(Natural language region descriptions)
━━━━━━━━
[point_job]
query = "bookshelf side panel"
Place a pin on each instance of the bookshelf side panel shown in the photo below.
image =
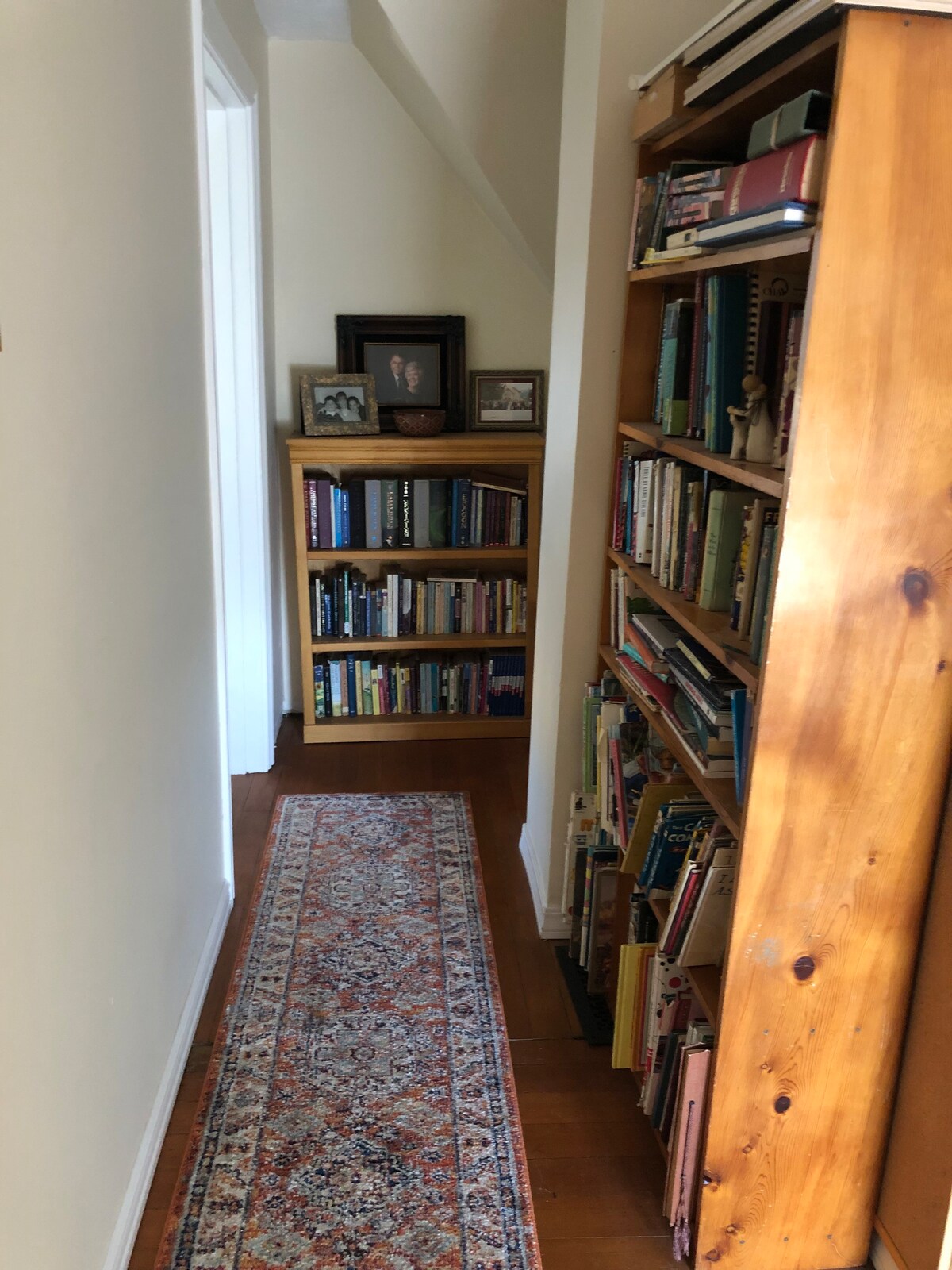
(854, 729)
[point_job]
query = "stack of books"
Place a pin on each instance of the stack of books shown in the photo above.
(479, 511)
(466, 683)
(347, 605)
(698, 206)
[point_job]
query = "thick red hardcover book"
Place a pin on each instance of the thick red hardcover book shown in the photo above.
(791, 175)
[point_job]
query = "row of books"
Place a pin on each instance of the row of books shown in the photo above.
(466, 683)
(701, 205)
(712, 544)
(347, 605)
(663, 1034)
(736, 324)
(479, 511)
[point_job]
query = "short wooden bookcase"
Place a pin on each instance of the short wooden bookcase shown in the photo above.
(342, 457)
(850, 749)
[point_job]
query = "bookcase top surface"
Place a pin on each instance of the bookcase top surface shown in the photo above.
(390, 448)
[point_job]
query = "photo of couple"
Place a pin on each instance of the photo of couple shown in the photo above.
(404, 374)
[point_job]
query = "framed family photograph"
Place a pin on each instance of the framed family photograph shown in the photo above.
(507, 400)
(340, 406)
(416, 362)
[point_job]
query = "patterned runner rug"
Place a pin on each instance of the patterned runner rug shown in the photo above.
(359, 1111)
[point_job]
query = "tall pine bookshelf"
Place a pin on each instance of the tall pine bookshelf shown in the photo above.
(854, 694)
(343, 459)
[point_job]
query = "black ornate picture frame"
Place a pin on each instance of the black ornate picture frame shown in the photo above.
(432, 348)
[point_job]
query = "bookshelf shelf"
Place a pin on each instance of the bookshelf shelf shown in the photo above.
(761, 476)
(437, 554)
(708, 629)
(432, 457)
(770, 1121)
(719, 793)
(401, 727)
(414, 643)
(729, 258)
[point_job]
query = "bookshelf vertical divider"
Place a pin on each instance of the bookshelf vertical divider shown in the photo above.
(452, 455)
(850, 747)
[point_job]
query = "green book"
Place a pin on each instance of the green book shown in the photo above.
(725, 518)
(438, 514)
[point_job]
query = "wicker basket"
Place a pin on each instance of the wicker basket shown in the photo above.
(419, 423)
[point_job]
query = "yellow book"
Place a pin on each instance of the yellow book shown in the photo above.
(651, 799)
(625, 1005)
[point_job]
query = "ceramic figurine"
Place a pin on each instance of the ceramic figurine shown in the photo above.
(753, 427)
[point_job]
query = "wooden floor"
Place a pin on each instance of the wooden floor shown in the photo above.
(597, 1175)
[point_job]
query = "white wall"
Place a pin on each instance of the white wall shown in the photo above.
(495, 67)
(112, 822)
(370, 219)
(607, 41)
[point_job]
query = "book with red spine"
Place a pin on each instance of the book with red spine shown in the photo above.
(791, 175)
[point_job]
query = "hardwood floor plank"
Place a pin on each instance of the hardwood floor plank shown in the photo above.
(594, 1165)
(616, 1253)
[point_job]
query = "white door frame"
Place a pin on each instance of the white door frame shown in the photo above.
(226, 97)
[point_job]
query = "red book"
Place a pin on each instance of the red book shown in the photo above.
(791, 175)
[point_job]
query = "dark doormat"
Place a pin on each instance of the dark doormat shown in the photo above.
(594, 1016)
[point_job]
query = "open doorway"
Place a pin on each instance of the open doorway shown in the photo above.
(238, 429)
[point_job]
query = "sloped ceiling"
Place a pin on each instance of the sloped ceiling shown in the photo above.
(482, 82)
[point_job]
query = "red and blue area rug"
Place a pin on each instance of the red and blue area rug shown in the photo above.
(359, 1111)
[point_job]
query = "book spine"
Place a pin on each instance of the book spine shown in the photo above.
(374, 525)
(791, 175)
(696, 341)
(325, 537)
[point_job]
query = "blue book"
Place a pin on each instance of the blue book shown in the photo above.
(336, 518)
(372, 511)
(344, 518)
(727, 356)
(352, 685)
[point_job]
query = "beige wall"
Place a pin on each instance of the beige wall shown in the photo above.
(370, 219)
(495, 69)
(607, 41)
(109, 787)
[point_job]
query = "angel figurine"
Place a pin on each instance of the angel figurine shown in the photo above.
(752, 423)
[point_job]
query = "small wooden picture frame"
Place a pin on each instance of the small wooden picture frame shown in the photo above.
(416, 362)
(507, 400)
(340, 406)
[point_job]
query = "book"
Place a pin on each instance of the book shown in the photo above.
(763, 588)
(374, 525)
(721, 543)
(790, 175)
(727, 309)
(805, 114)
(752, 225)
(405, 512)
(676, 362)
(422, 514)
(763, 511)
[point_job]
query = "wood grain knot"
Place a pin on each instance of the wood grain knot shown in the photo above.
(917, 584)
(804, 967)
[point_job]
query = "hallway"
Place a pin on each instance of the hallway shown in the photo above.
(596, 1172)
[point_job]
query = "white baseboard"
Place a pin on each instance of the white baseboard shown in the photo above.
(552, 924)
(880, 1255)
(137, 1191)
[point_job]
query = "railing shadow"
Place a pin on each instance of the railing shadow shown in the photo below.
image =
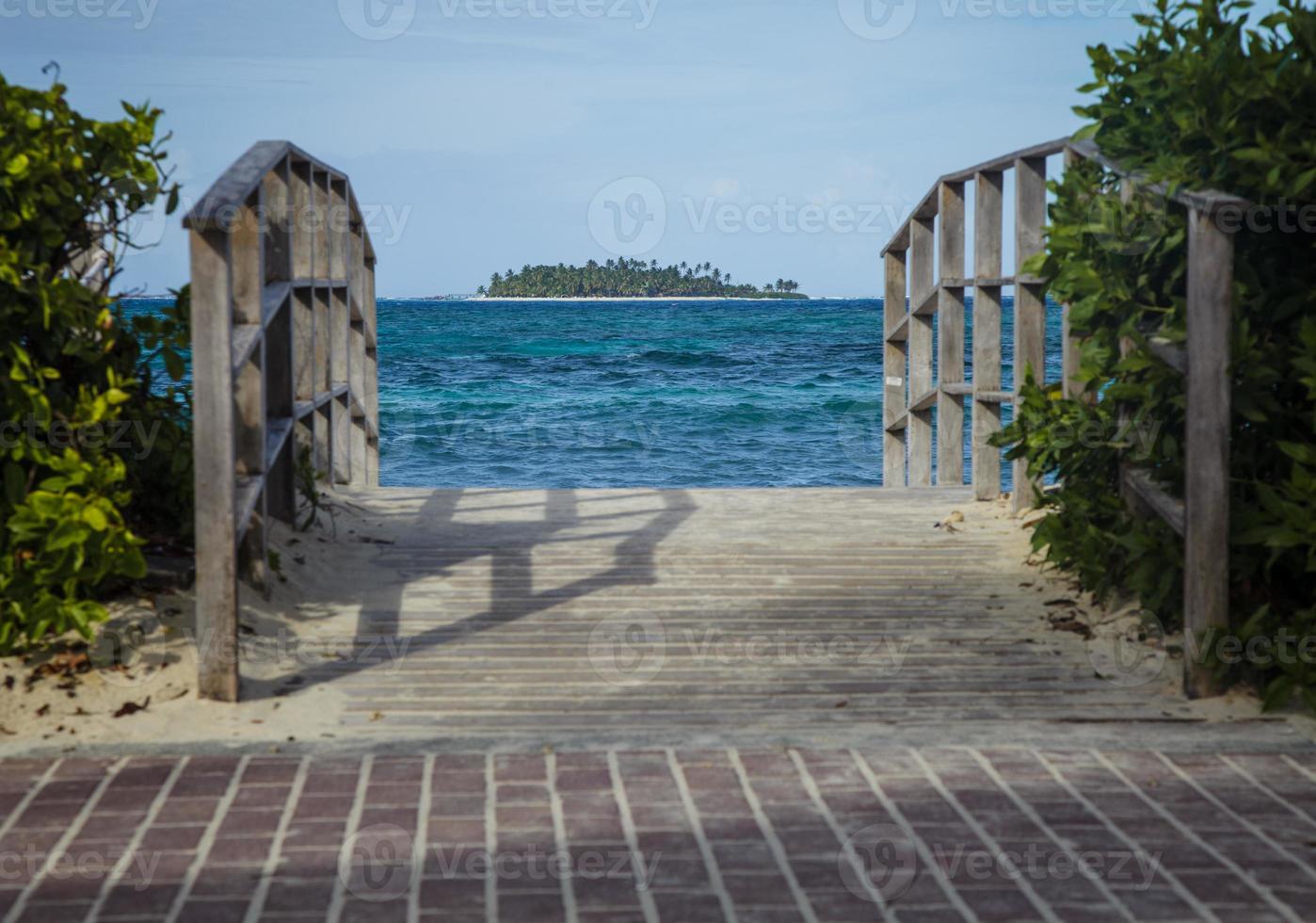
(436, 542)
━━━━━━━━
▸ What the task asks
Among the records above, find each line holding the string "below" and pull it out.

▸ Expected answer
Place a pin on each instance of the bookshelf side panel shown in the photo below.
Place a pin on each instance of the railing shadow shown in the photo below.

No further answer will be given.